Please give the date of the liver transplant in the liver-transplant essay below.

Text segment:
———

Home Views A Second Chance 

A Second Chance 

By Amanda J. Setto, OD, of Los Angeles, California

While volunteering at UCLA, I never thought I would one day be a patient there. My plan was to become an optometrist. However, amidst the volunteering, school applications and interviewing, I began to experience random symptoms such as constant itching and abdominal distention. Of course, I started to worry. What could be causing this?

After spending hours browsing the web, I had come to the conclusion that I could have liver cirrhosis. At the time, I had also gotten my acceptance letter from Western University of Health Sciences College of Optometry. I was excited but worried about my health. Within days, jaundice kicked in and I was admitted quickly through the ER. Unfortunately, my suspicions had been correct. My liver was failing rapidly from a rare autoimmune disease called primary sclerosing cholangitis. This devastating disease occurs to five percent of patients with ulcerative colitis, a condition I’ve dealt with since the age of 9.

With a liver transplant as the only possible cure, I was placed on the waiting list at UCLA’s Ronald Reagan Medical Center. Paradoxically, the sicker a patient on the organ transplant list becomes, the quicker the patient moves to the top of the priority list. Somewhere along my increasing hepatic encephalopathy and kidney failure, I fell into a coma for two weeks. With just 24 hours left to live, I finally received a liver transplant on April 1, 2011. It was a miraculous yet tragic gift that I think of every day. I got a second chance, but another family had to deal with the grief of losing a loved one. I can never thank my organ donor in person, but I hope I can make her proud of the life she’s given me.

———

Recorded information:

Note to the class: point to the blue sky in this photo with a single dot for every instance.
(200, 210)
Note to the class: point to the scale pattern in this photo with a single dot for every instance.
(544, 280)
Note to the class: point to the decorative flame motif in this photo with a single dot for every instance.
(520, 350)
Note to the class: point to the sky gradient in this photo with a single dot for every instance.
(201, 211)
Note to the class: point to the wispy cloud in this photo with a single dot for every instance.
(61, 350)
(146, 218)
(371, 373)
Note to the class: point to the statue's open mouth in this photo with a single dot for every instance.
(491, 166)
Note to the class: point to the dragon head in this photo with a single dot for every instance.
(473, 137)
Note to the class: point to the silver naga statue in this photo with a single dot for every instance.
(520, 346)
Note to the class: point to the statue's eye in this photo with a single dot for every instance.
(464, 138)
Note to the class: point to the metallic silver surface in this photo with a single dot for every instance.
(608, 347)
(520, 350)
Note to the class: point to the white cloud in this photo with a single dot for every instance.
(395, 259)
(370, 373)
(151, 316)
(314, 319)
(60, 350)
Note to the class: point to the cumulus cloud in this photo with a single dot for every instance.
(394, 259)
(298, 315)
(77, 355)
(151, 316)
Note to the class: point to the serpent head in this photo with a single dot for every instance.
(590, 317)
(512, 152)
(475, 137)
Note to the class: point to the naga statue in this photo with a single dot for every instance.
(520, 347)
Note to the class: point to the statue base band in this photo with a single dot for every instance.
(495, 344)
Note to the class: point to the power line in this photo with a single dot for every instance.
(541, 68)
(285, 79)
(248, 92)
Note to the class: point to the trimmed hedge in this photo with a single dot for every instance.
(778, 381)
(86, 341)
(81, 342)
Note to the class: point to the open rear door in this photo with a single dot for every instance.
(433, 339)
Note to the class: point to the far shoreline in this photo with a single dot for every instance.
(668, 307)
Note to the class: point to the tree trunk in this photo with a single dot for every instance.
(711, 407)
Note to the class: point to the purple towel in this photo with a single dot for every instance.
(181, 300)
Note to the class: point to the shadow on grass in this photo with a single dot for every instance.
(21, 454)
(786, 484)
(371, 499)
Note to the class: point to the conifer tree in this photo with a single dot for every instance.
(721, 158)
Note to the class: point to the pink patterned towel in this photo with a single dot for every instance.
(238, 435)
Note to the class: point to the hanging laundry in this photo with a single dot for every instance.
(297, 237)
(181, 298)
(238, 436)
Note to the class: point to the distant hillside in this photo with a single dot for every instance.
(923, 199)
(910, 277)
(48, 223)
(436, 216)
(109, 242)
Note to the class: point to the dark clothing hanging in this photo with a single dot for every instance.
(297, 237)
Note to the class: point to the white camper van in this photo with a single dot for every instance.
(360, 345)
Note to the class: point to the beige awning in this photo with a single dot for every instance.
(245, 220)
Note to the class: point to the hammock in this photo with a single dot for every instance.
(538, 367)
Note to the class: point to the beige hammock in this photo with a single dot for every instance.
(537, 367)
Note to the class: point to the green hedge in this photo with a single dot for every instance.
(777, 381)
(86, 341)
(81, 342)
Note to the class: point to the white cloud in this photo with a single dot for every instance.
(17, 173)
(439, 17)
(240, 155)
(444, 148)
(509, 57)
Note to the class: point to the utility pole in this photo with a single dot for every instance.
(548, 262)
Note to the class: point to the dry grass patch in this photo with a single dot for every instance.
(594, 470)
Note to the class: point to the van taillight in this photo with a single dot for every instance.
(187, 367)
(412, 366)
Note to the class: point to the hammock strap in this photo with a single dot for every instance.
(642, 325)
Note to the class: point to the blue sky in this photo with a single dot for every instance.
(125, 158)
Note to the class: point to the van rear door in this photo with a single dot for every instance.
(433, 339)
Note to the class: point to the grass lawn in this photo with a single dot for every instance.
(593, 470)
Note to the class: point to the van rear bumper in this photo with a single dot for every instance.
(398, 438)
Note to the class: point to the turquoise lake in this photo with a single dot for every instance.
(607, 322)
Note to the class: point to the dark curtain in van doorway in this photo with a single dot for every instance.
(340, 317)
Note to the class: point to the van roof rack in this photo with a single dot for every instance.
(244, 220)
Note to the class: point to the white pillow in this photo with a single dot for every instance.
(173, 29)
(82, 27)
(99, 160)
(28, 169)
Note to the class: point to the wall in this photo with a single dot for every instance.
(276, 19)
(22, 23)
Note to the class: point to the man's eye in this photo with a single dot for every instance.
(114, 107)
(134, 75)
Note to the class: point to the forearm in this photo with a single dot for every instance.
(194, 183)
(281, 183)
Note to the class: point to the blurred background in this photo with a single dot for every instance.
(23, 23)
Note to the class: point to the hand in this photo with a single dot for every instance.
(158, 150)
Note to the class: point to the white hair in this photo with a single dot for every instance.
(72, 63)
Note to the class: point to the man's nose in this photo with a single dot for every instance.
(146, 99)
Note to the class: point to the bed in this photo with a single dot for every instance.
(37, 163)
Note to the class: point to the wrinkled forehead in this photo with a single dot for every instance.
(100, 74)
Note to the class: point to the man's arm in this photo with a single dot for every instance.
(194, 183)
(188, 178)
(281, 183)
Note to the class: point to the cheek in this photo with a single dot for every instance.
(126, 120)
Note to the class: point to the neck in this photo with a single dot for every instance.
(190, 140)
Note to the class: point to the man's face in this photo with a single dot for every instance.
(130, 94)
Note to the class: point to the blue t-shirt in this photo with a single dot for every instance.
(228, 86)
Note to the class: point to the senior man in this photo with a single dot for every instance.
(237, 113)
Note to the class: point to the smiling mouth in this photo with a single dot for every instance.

———

Expected answer:
April 1, 2011